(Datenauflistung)
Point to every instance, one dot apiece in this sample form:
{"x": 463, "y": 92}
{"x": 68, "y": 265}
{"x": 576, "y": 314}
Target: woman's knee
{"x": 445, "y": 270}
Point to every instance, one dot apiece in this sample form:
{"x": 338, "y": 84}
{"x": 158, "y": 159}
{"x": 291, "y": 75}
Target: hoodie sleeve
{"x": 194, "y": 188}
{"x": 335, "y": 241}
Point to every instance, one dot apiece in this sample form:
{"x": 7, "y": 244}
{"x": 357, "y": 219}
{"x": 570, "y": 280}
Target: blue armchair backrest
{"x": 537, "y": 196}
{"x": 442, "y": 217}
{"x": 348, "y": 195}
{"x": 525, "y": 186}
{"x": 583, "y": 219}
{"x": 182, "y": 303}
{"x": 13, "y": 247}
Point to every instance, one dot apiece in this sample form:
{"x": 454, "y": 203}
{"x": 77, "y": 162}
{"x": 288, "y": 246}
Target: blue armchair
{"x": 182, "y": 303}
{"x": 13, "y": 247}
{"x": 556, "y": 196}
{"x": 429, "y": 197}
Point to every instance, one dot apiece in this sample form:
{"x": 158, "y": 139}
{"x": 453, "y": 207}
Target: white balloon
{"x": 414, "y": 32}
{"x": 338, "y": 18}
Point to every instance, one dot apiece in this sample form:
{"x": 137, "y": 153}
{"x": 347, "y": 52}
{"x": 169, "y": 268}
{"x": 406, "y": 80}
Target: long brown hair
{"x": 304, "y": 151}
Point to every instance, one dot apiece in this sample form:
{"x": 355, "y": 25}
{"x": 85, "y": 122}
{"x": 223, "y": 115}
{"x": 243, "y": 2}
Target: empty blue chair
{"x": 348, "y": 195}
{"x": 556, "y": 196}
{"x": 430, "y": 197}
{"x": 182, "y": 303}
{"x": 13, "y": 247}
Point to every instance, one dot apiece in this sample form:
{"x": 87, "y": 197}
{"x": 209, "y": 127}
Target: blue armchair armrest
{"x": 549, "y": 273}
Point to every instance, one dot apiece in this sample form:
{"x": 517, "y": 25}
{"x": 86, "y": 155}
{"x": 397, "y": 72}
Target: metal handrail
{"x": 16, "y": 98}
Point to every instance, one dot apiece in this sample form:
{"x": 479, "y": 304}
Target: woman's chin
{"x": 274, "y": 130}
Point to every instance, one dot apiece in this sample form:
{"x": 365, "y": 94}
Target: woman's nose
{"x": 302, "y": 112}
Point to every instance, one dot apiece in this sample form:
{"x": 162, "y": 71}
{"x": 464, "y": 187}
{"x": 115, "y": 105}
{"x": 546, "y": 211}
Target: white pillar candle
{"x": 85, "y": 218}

* * *

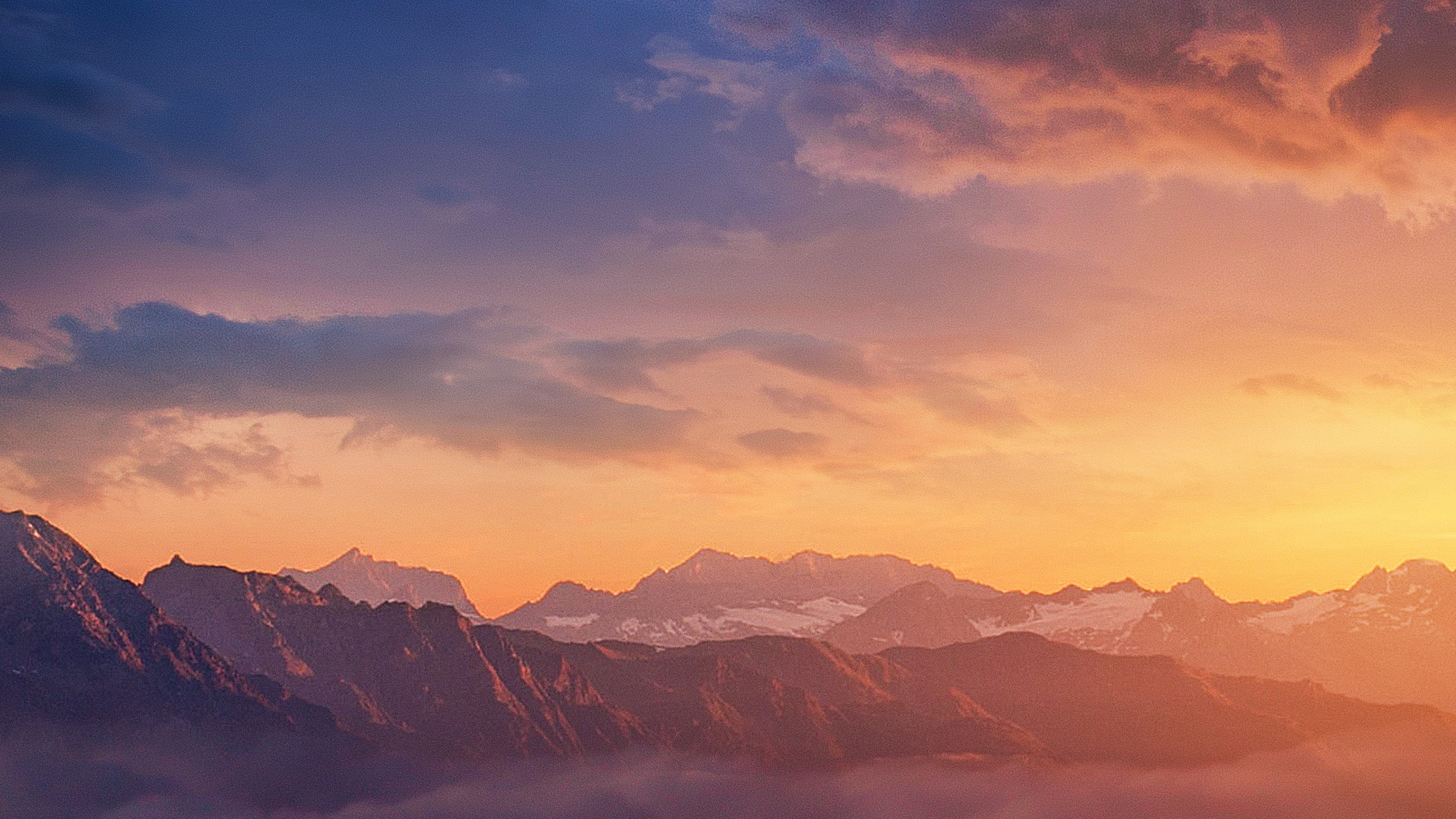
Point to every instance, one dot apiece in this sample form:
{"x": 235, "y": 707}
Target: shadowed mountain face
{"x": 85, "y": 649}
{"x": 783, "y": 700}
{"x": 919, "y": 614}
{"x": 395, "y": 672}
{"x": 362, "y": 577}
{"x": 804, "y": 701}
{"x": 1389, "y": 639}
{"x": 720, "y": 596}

→ Aufgabe: Führen Sie jede Zeile der obigen Daten auf, in der die Zeichenfolge „armchair“ vorkommt. Groß- und Kleinschreibung ist dabei zu beachten.

→ Lösung:
Target: blue armchair backrest
Target: blue armchair
Target: blue armchair armrest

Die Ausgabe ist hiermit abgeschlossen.